[WORKING DATA]:
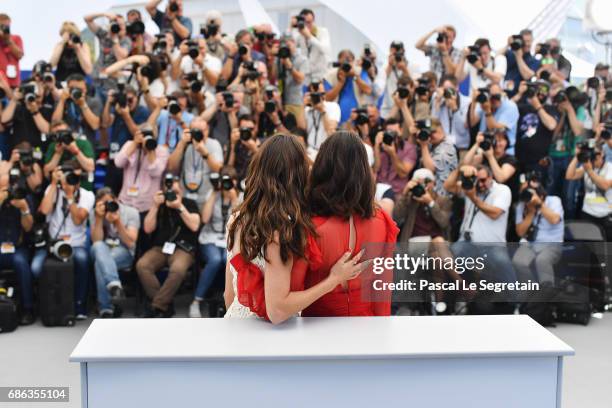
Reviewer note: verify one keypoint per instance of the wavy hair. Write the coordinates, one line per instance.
(274, 201)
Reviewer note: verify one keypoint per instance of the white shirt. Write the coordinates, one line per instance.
(76, 235)
(483, 228)
(481, 81)
(597, 204)
(315, 125)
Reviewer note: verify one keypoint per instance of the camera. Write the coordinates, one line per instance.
(424, 127)
(228, 99)
(449, 93)
(362, 116)
(389, 137)
(210, 30)
(488, 142)
(62, 137)
(135, 28)
(587, 151)
(283, 50)
(483, 95)
(25, 157)
(76, 93)
(560, 97)
(114, 27)
(196, 135)
(193, 49)
(422, 87)
(61, 249)
(593, 83)
(473, 55)
(467, 183)
(70, 176)
(245, 134)
(418, 191)
(517, 42)
(299, 22)
(149, 141)
(344, 66)
(316, 97)
(403, 92)
(111, 206)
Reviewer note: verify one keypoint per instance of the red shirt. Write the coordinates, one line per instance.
(358, 299)
(7, 59)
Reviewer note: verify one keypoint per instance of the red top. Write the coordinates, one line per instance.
(377, 235)
(250, 280)
(7, 58)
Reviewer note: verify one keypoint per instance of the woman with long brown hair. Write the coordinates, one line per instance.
(270, 238)
(340, 195)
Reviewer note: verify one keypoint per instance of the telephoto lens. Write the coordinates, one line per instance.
(111, 206)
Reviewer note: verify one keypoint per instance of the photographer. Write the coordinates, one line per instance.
(590, 165)
(394, 156)
(171, 19)
(239, 52)
(196, 156)
(451, 108)
(521, 65)
(195, 59)
(11, 51)
(81, 111)
(492, 146)
(313, 42)
(537, 121)
(290, 69)
(70, 56)
(347, 84)
(114, 232)
(493, 110)
(438, 155)
(539, 224)
(173, 223)
(26, 116)
(483, 68)
(64, 147)
(67, 206)
(16, 219)
(220, 203)
(143, 161)
(443, 57)
(173, 120)
(243, 145)
(396, 68)
(114, 45)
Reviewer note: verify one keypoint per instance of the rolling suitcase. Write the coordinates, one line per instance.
(56, 293)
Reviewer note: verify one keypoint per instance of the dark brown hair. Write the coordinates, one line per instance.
(274, 201)
(341, 182)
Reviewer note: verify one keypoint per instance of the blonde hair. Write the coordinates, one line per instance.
(70, 27)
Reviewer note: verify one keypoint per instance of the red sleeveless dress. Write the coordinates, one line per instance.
(358, 299)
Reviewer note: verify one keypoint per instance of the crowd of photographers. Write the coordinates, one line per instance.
(135, 158)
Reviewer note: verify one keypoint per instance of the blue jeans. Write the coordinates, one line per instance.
(80, 258)
(107, 262)
(215, 261)
(20, 263)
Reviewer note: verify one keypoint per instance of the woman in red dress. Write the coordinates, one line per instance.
(268, 239)
(341, 198)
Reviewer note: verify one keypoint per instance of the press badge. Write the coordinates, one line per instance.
(11, 71)
(7, 248)
(133, 191)
(169, 248)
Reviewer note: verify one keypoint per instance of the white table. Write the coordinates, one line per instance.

[BRIEF]: In the answer, all of the material should appear exactly as given, with no picture carried over.

[RESPONSE TO THE TASK]:
Reviewer note: verify one keypoint per instance of the wavy hair. Write the coordinates, one line per instance.
(274, 201)
Reviewer note: verify one keypoint per instance of the white shirt. Write the coordinates, one line per instance.
(76, 235)
(483, 228)
(481, 81)
(597, 204)
(315, 125)
Reviewer note: verify one keypoint per instance of the camera. Write the coordinates, one line per instance.
(424, 127)
(228, 99)
(449, 93)
(362, 116)
(389, 137)
(210, 30)
(488, 142)
(62, 137)
(135, 28)
(587, 151)
(283, 50)
(483, 95)
(25, 157)
(76, 93)
(560, 97)
(114, 27)
(196, 135)
(193, 49)
(422, 87)
(61, 249)
(593, 83)
(473, 55)
(467, 183)
(70, 176)
(245, 134)
(418, 191)
(517, 42)
(299, 22)
(149, 141)
(344, 66)
(316, 97)
(403, 92)
(111, 206)
Reviewer note: verify one keypoint per instance of the red shirt. Write the coordinates, one line per instance.
(358, 299)
(7, 59)
Reviewer note: verify one keypoint per instance of the red top. Write the coordinates, one line per instance.
(377, 235)
(250, 280)
(7, 58)
Reviewer note: verify one keypoint per instance of the woman with long brown hair. Write the coordinates, one line per instance.
(270, 238)
(340, 195)
Reviewer note: verify one keypoint per instance of the telephoto lens. Write the coordinates, one line per instance.
(111, 206)
Reviewer note: verify one keypoint per instance of the photographer. Write the coordinates, one line per instance.
(590, 165)
(394, 156)
(171, 19)
(239, 52)
(196, 156)
(451, 108)
(521, 65)
(195, 59)
(11, 51)
(81, 111)
(492, 146)
(313, 42)
(537, 121)
(290, 69)
(70, 56)
(347, 84)
(114, 232)
(493, 110)
(438, 155)
(539, 224)
(173, 223)
(26, 116)
(483, 68)
(64, 147)
(67, 206)
(16, 219)
(220, 203)
(143, 161)
(443, 57)
(173, 120)
(243, 145)
(396, 68)
(114, 45)
Reviewer note: verify one keypoint per instance of the rolling suitcase. Write the coordinates, one line per instance.
(56, 293)
Reviewer note: verify one keypoint per instance of the dark brown hair. Write the coordinates, one line per instance.
(274, 201)
(341, 182)
Reviewer note: verify one keypoint per instance of the blonde hair. Write the coordinates, one line per instance.
(70, 27)
Reviewer note: verify one keypoint per instance of the red sleeveless dress. Write the coordinates, one line per instance.
(358, 299)
Reviewer note: verify one keypoint per instance of the crowd of photographers. Write the coordinates, one line per instance.
(135, 158)
Reviewer note: verify one keypoint per instance of the blue jeans. Write the coordinates, one line per instance.
(80, 258)
(107, 262)
(215, 261)
(20, 263)
Reviewer note: verify one keypoint per instance of the woman in red dress. Write the coordinates, one line per instance.
(268, 239)
(341, 198)
Reviewer note: verify one keypoint per instance of the press badge. Write the coordinates, one line per instance.
(11, 71)
(7, 248)
(133, 191)
(169, 248)
Reviewer note: verify one keypoint per instance of the white table. Write the coordinates, one line per instance.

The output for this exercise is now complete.